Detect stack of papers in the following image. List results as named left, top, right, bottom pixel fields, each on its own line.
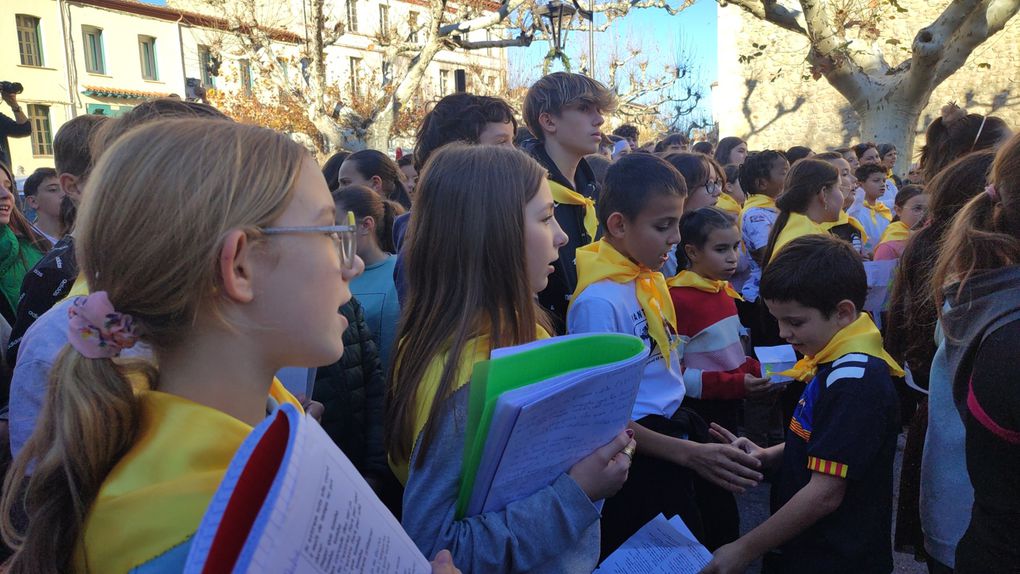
left=596, top=514, right=712, bottom=574
left=184, top=404, right=432, bottom=574
left=457, top=333, right=649, bottom=517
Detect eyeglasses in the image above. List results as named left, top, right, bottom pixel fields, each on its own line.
left=259, top=211, right=358, bottom=270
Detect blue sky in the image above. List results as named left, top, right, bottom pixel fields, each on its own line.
left=143, top=0, right=718, bottom=116
left=507, top=0, right=718, bottom=116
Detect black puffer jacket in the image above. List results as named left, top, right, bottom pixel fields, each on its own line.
left=312, top=299, right=390, bottom=479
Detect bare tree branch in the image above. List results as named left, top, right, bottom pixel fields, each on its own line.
left=719, top=0, right=808, bottom=36
left=432, top=0, right=528, bottom=37
left=592, top=0, right=695, bottom=17
left=934, top=0, right=1020, bottom=85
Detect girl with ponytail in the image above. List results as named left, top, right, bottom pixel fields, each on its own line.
left=337, top=150, right=411, bottom=209
left=2, top=119, right=358, bottom=574
left=333, top=186, right=404, bottom=372
left=934, top=136, right=1020, bottom=574
left=762, top=158, right=844, bottom=263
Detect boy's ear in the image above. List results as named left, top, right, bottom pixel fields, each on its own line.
left=539, top=111, right=556, bottom=135
left=835, top=299, right=859, bottom=328
left=369, top=175, right=386, bottom=197
left=683, top=244, right=698, bottom=263
left=606, top=211, right=627, bottom=240
left=57, top=173, right=82, bottom=199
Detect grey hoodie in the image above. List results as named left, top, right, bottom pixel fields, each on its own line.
left=920, top=266, right=1020, bottom=567
left=942, top=265, right=1020, bottom=416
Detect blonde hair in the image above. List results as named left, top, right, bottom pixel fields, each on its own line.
left=523, top=71, right=617, bottom=141
left=2, top=119, right=307, bottom=573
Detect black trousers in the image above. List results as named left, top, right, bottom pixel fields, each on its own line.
left=600, top=408, right=741, bottom=560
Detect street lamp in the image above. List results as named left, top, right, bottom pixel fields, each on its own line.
left=534, top=0, right=577, bottom=74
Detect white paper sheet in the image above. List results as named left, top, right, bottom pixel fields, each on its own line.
left=755, top=345, right=797, bottom=383
left=185, top=406, right=431, bottom=574
left=596, top=514, right=712, bottom=574
left=476, top=357, right=644, bottom=512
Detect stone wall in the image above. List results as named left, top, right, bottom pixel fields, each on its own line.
left=713, top=0, right=1020, bottom=159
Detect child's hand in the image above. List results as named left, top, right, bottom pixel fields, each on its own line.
left=567, top=428, right=638, bottom=501
left=708, top=422, right=768, bottom=465
left=744, top=374, right=774, bottom=399
left=701, top=540, right=751, bottom=574
left=432, top=551, right=460, bottom=574
left=683, top=442, right=763, bottom=493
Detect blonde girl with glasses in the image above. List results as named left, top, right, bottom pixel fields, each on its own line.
left=3, top=119, right=459, bottom=573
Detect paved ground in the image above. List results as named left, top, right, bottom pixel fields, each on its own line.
left=736, top=434, right=928, bottom=574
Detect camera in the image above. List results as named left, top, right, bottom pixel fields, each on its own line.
left=0, top=82, right=24, bottom=94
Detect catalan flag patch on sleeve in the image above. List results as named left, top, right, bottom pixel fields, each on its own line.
left=808, top=457, right=847, bottom=478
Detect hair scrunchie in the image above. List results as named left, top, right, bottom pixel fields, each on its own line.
left=67, top=291, right=138, bottom=359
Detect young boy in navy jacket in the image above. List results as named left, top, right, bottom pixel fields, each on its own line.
left=705, top=236, right=903, bottom=574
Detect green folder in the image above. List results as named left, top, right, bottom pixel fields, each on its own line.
left=457, top=333, right=647, bottom=519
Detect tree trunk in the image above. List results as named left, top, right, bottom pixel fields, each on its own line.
left=855, top=96, right=928, bottom=177
left=365, top=39, right=443, bottom=151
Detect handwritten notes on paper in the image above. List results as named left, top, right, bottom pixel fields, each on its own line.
left=595, top=514, right=712, bottom=574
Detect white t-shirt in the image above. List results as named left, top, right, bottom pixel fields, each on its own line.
left=567, top=279, right=684, bottom=420
left=741, top=207, right=779, bottom=303
left=847, top=200, right=891, bottom=253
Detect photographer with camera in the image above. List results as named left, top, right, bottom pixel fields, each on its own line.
left=0, top=82, right=32, bottom=165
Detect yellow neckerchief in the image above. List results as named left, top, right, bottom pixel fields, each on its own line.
left=75, top=390, right=252, bottom=572
left=779, top=313, right=904, bottom=382
left=822, top=209, right=868, bottom=245
left=570, top=240, right=676, bottom=365
left=715, top=192, right=741, bottom=219
left=549, top=179, right=599, bottom=239
left=390, top=325, right=549, bottom=484
left=769, top=211, right=828, bottom=262
left=75, top=377, right=304, bottom=572
left=878, top=221, right=910, bottom=245
left=861, top=200, right=893, bottom=225
left=666, top=270, right=744, bottom=301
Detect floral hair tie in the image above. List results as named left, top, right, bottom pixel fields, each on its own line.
left=67, top=291, right=138, bottom=359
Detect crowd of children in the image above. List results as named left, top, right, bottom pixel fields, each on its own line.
left=0, top=72, right=1020, bottom=574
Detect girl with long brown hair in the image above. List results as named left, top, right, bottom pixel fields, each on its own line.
left=884, top=150, right=996, bottom=566
left=932, top=136, right=1020, bottom=574
left=386, top=145, right=633, bottom=573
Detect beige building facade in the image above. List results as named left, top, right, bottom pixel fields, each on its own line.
left=0, top=0, right=506, bottom=178
left=713, top=0, right=1020, bottom=161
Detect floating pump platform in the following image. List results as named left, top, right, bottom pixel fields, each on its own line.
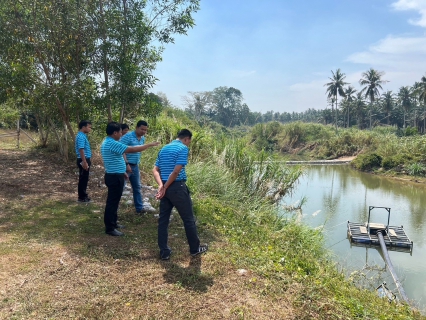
left=348, top=206, right=413, bottom=303
left=348, top=206, right=413, bottom=251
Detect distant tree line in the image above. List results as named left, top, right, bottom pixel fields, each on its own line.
left=183, top=69, right=426, bottom=133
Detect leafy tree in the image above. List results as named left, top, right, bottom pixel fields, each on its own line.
left=0, top=0, right=199, bottom=155
left=324, top=69, right=349, bottom=130
left=415, top=76, right=426, bottom=133
left=183, top=91, right=212, bottom=121
left=211, top=87, right=243, bottom=127
left=359, top=68, right=387, bottom=129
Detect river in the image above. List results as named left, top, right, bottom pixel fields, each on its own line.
left=282, top=165, right=426, bottom=311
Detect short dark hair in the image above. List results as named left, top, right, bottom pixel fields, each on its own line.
left=178, top=129, right=192, bottom=139
left=136, top=120, right=148, bottom=128
left=78, top=120, right=92, bottom=129
left=106, top=121, right=121, bottom=136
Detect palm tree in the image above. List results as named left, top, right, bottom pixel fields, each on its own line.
left=324, top=69, right=348, bottom=130
left=381, top=91, right=395, bottom=125
left=359, top=68, right=387, bottom=129
left=398, top=86, right=413, bottom=128
left=345, top=86, right=356, bottom=128
left=352, top=92, right=366, bottom=129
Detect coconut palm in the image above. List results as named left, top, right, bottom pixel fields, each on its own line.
left=352, top=92, right=367, bottom=129
left=345, top=86, right=356, bottom=127
left=324, top=69, right=348, bottom=130
left=380, top=91, right=395, bottom=125
left=398, top=86, right=414, bottom=128
left=359, top=68, right=387, bottom=129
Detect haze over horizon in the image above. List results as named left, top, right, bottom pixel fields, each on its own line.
left=151, top=0, right=426, bottom=113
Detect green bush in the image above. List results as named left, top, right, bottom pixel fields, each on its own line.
left=382, top=154, right=404, bottom=170
left=352, top=153, right=382, bottom=171
left=407, top=162, right=426, bottom=176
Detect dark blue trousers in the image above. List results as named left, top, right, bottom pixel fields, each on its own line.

════════════════

▶ Task to carry out:
Convert every entry above into a Markdown table with columns "Row" and "Text". Each nonblank line gets its own numbered row, and picture lines are left out.

▶ Task response:
| Row | Text |
|---|---|
| 1 | Detect stack of papers in the following image. List results as named left, top, right, bottom pixel fields, each on its own line. |
| 2 | left=596, top=514, right=712, bottom=574 |
| 3 | left=184, top=404, right=432, bottom=574 |
| 4 | left=457, top=333, right=649, bottom=517 |
| 5 | Detect eyeglasses in the image above. List results as named left, top, right, bottom pixel fields, each on its own line. |
| 6 | left=259, top=211, right=358, bottom=270 |
| 7 | Detect blue sky in the image above. List results as named left, top, right, bottom pixel fields, each on its own line. |
| 8 | left=143, top=0, right=718, bottom=116 |
| 9 | left=507, top=0, right=718, bottom=116 |
| 10 | Detect black puffer jacket in the image above. List results as named left, top, right, bottom pixel fields, each on its own line. |
| 11 | left=312, top=299, right=390, bottom=479 |
| 12 | Detect bare tree branch in the image above. List results as named left, top, right, bottom pixel fields, each on its own line. |
| 13 | left=719, top=0, right=808, bottom=36 |
| 14 | left=432, top=0, right=528, bottom=37 |
| 15 | left=592, top=0, right=695, bottom=17 |
| 16 | left=934, top=0, right=1020, bottom=85 |
| 17 | Detect girl with ponytail in the image above. List results as named left, top, right, bottom pixel fields, each on its own line. |
| 18 | left=337, top=150, right=411, bottom=209 |
| 19 | left=2, top=119, right=358, bottom=574 |
| 20 | left=333, top=186, right=404, bottom=372 |
| 21 | left=934, top=136, right=1020, bottom=574 |
| 22 | left=762, top=158, right=844, bottom=263 |
| 23 | Detect boy's ear in the image above. List results as named left, top, right, bottom pixel fields, each on its own line. |
| 24 | left=539, top=111, right=556, bottom=135 |
| 25 | left=835, top=299, right=859, bottom=328 |
| 26 | left=369, top=175, right=386, bottom=197 |
| 27 | left=683, top=244, right=698, bottom=263 |
| 28 | left=606, top=211, right=627, bottom=240 |
| 29 | left=57, top=173, right=82, bottom=199 |
| 30 | Detect grey hoodie in the image above. List results as named left, top, right, bottom pixel fields, each on its own line. |
| 31 | left=920, top=266, right=1020, bottom=567 |
| 32 | left=942, top=265, right=1020, bottom=416 |
| 33 | Detect blonde hair in the image above. List results as named left, top, right, bottom pixel fields, each on its own line. |
| 34 | left=523, top=71, right=617, bottom=141 |
| 35 | left=2, top=119, right=307, bottom=573 |
| 36 | Detect black trousers in the image above. List results as named left, top, right, bottom pixel fields, each on its own line. |
| 37 | left=600, top=408, right=741, bottom=560 |
| 38 | Detect street lamp in the image above. List results as named left, top, right, bottom pixel fields, each on its own line. |
| 39 | left=534, top=0, right=577, bottom=74 |
| 40 | Detect white paper sheet in the image above. List results as named left, top, right, bottom pixel fields, each on its own line. |
| 41 | left=755, top=345, right=797, bottom=383 |
| 42 | left=185, top=406, right=431, bottom=574 |
| 43 | left=596, top=514, right=712, bottom=574 |
| 44 | left=476, top=357, right=644, bottom=512 |
| 45 | Detect stone wall in the image above. List results as named left, top, right, bottom pixel fields, each on its own line. |
| 46 | left=713, top=0, right=1020, bottom=159 |
| 47 | Detect child's hand in the image above. List results as named left, top, right, bottom pixel fields, each on its own line. |
| 48 | left=567, top=428, right=638, bottom=501 |
| 49 | left=708, top=422, right=768, bottom=465 |
| 50 | left=744, top=374, right=774, bottom=399 |
| 51 | left=701, top=540, right=751, bottom=574 |
| 52 | left=432, top=551, right=460, bottom=574 |
| 53 | left=683, top=442, right=763, bottom=493 |
| 54 | Detect blonde girl with glasses in the image above. List results as named left, top, right, bottom pixel fields, each on its own line. |
| 55 | left=3, top=119, right=459, bottom=573 |
| 56 | Detect paved ground in the image above. List results as named left, top, right, bottom pixel fields, each on its own line. |
| 57 | left=736, top=434, right=928, bottom=574 |
| 58 | Detect camera in the image above. List results as named left, top, right, bottom pixel fields, each on its own line. |
| 59 | left=0, top=82, right=24, bottom=94 |
| 60 | Detect catalan flag patch on sleeve in the image above. List results as named left, top, right, bottom pixel fields, each on its own line. |
| 61 | left=808, top=457, right=847, bottom=478 |
| 62 | Detect hair scrunchie in the image above. List results as named left, top, right, bottom pixel fields, each on its own line. |
| 63 | left=67, top=291, right=138, bottom=359 |
| 64 | Detect young boy in navy jacket in the image above. List results as named left, top, right, bottom pixel fields, each on its own line. |
| 65 | left=705, top=236, right=903, bottom=574 |
| 66 | Detect green folder in the image above. List results as named left, top, right, bottom pixel fields, each on its own line. |
| 67 | left=457, top=333, right=647, bottom=519 |
| 68 | Detect tree trunk in the image above. List results as named left, top, right, bottom pixel fields, each on its own line. |
| 69 | left=855, top=96, right=928, bottom=177 |
| 70 | left=365, top=39, right=443, bottom=151 |
| 71 | Detect handwritten notes on paper in the image above. List results as named left, top, right, bottom pixel fields, each on its own line. |
| 72 | left=595, top=514, right=712, bottom=574 |
| 73 | Detect white t-shirt in the image above. List results as named left, top, right, bottom pixel fields, each on its own line. |
| 74 | left=567, top=279, right=684, bottom=420 |
| 75 | left=741, top=207, right=779, bottom=303 |
| 76 | left=847, top=200, right=891, bottom=253 |
| 77 | Detect photographer with camera in the image above. List results as named left, top, right, bottom pixel fields, each on its own line. |
| 78 | left=0, top=82, right=32, bottom=165 |
| 79 | Detect yellow neckerchief in the image above. List results as named left, top, right, bottom pixel fields, each on its own line. |
| 80 | left=75, top=390, right=252, bottom=572 |
| 81 | left=779, top=313, right=904, bottom=382 |
| 82 | left=822, top=209, right=868, bottom=245 |
| 83 | left=570, top=240, right=676, bottom=365 |
| 84 | left=715, top=192, right=741, bottom=219 |
| 85 | left=549, top=179, right=599, bottom=239 |
| 86 | left=390, top=325, right=549, bottom=484 |
| 87 | left=769, top=211, right=828, bottom=262 |
| 88 | left=75, top=377, right=304, bottom=572 |
| 89 | left=878, top=221, right=910, bottom=245 |
| 90 | left=861, top=200, right=893, bottom=225 |
| 91 | left=666, top=270, right=744, bottom=301 |
| 92 | Detect floral hair tie in the image above. List results as named left, top, right, bottom pixel fields, each on its own line. |
| 93 | left=67, top=291, right=138, bottom=359 |
| 94 | Detect crowd of children in the image above. List results as named left, top, right, bottom pixel fields, each on its own line. |
| 95 | left=0, top=72, right=1020, bottom=574 |
| 96 | Detect girl with long brown hair in the image above. List results as named left, top, right, bottom pixel fields, each on its own line. |
| 97 | left=884, top=150, right=996, bottom=566 |
| 98 | left=932, top=136, right=1020, bottom=574 |
| 99 | left=386, top=145, right=633, bottom=573 |
| 100 | Detect beige building facade in the image above. List results as named left, top, right, bottom pixel fields, each on its own line. |
| 101 | left=0, top=0, right=506, bottom=178 |
| 102 | left=713, top=0, right=1020, bottom=161 |
| 103 | Detect floating pump platform in the following image. List results as named left, top, right, bottom pixel fields, each on its own line. |
| 104 | left=348, top=206, right=413, bottom=303 |
| 105 | left=348, top=206, right=413, bottom=251 |
| 106 | Detect distant tree line in the image above. List results as named left, top, right, bottom pixel fields, each on its own line. |
| 107 | left=183, top=69, right=426, bottom=133 |
| 108 | Detect leafy tree in the image above. List results as named left, top, right, bottom pixel fields, each on its own line. |
| 109 | left=0, top=0, right=199, bottom=155 |
| 110 | left=324, top=69, right=349, bottom=130 |
| 111 | left=415, top=76, right=426, bottom=133 |
| 112 | left=183, top=91, right=212, bottom=121 |
| 113 | left=211, top=87, right=243, bottom=127 |
| 114 | left=359, top=68, right=387, bottom=129 |
| 115 | Detect river in the image above. List results as named left, top, right, bottom pixel fields, each on its own line. |
| 116 | left=282, top=165, right=426, bottom=311 |
| 117 | Detect short dark hair in the image above. List results as named left, top, right, bottom pixel fields, each on its own line. |
| 118 | left=178, top=129, right=192, bottom=139 |
| 119 | left=136, top=120, right=148, bottom=128 |
| 120 | left=78, top=120, right=92, bottom=129 |
| 121 | left=106, top=121, right=121, bottom=136 |
| 122 | Detect palm tree in the image above. List results as named left, top, right, bottom pixel fields, each on its own line. |
| 123 | left=324, top=69, right=348, bottom=130 |
| 124 | left=381, top=91, right=395, bottom=125 |
| 125 | left=359, top=68, right=387, bottom=129 |
| 126 | left=398, top=86, right=413, bottom=128 |
| 127 | left=345, top=86, right=356, bottom=128 |
| 128 | left=352, top=92, right=366, bottom=129 |
| 129 | Detect coconut palm in the image above. List results as named left, top, right, bottom pixel fields, each on its own line. |
| 130 | left=352, top=92, right=367, bottom=129 |
| 131 | left=345, top=86, right=356, bottom=127 |
| 132 | left=324, top=69, right=348, bottom=130 |
| 133 | left=380, top=91, right=395, bottom=125 |
| 134 | left=398, top=86, right=414, bottom=128 |
| 135 | left=359, top=68, right=387, bottom=129 |
| 136 | Detect haze over horizon in the image above. List results as named left, top, right, bottom pixel fields, each on its own line. |
| 137 | left=151, top=0, right=426, bottom=113 |
| 138 | Detect green bush in the image above. List results as named left, top, right, bottom pixel fields, each on its own line. |
| 139 | left=382, top=154, right=404, bottom=170 |
| 140 | left=352, top=153, right=382, bottom=171 |
| 141 | left=407, top=162, right=426, bottom=176 |
| 142 | Detect dark blue trousers in the image above. List results as named left, top, right, bottom pixel fields, each on its own line. |